## begin Supplied data

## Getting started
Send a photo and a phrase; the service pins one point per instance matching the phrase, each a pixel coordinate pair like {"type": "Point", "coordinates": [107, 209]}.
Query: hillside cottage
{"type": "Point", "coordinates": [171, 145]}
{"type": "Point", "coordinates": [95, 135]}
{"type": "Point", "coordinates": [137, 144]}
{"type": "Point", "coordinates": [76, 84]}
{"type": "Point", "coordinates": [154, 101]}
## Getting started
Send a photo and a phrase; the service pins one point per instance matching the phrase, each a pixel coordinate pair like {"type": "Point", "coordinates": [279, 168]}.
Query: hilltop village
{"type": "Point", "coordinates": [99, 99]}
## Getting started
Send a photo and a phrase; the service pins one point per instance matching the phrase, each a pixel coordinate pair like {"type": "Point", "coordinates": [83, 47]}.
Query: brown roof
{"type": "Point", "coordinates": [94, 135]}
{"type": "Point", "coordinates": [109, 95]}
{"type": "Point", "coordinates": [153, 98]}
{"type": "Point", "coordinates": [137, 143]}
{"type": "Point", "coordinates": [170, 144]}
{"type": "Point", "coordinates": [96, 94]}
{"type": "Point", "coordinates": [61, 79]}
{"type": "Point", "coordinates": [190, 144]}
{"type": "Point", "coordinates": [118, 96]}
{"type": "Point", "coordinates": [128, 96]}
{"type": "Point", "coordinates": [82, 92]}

## end Supplied data

Aim: Present every line of the entries above as a numbered list, omitting any blank lines.

Task response:
1. ## Getting started
2. Send a photo and a phrase; the service pins one point per instance matching the phrase, each a pixel coordinate pair like {"type": "Point", "coordinates": [107, 209]}.
3. Query: hillside cottage
4. {"type": "Point", "coordinates": [171, 145]}
5. {"type": "Point", "coordinates": [95, 135]}
6. {"type": "Point", "coordinates": [137, 144]}
7. {"type": "Point", "coordinates": [76, 84]}
8. {"type": "Point", "coordinates": [154, 101]}
9. ## Getting started
10. Send a photo and a phrase; the service pins one point per instance matching the phrase, each a pixel coordinate pair like {"type": "Point", "coordinates": [279, 168]}.
11. Query: hilltop village
12. {"type": "Point", "coordinates": [99, 99]}
13. ## Getting started
14. Send a photo and a phrase; the service pins one point per instance matching the phrase, each a pixel coordinate pair like {"type": "Point", "coordinates": [83, 47]}.
15. Query: brown roof
16. {"type": "Point", "coordinates": [94, 135]}
17. {"type": "Point", "coordinates": [109, 95]}
18. {"type": "Point", "coordinates": [153, 98]}
19. {"type": "Point", "coordinates": [137, 143]}
20. {"type": "Point", "coordinates": [170, 144]}
21. {"type": "Point", "coordinates": [96, 94]}
22. {"type": "Point", "coordinates": [61, 79]}
23. {"type": "Point", "coordinates": [190, 144]}
24. {"type": "Point", "coordinates": [118, 96]}
25. {"type": "Point", "coordinates": [128, 96]}
26. {"type": "Point", "coordinates": [82, 92]}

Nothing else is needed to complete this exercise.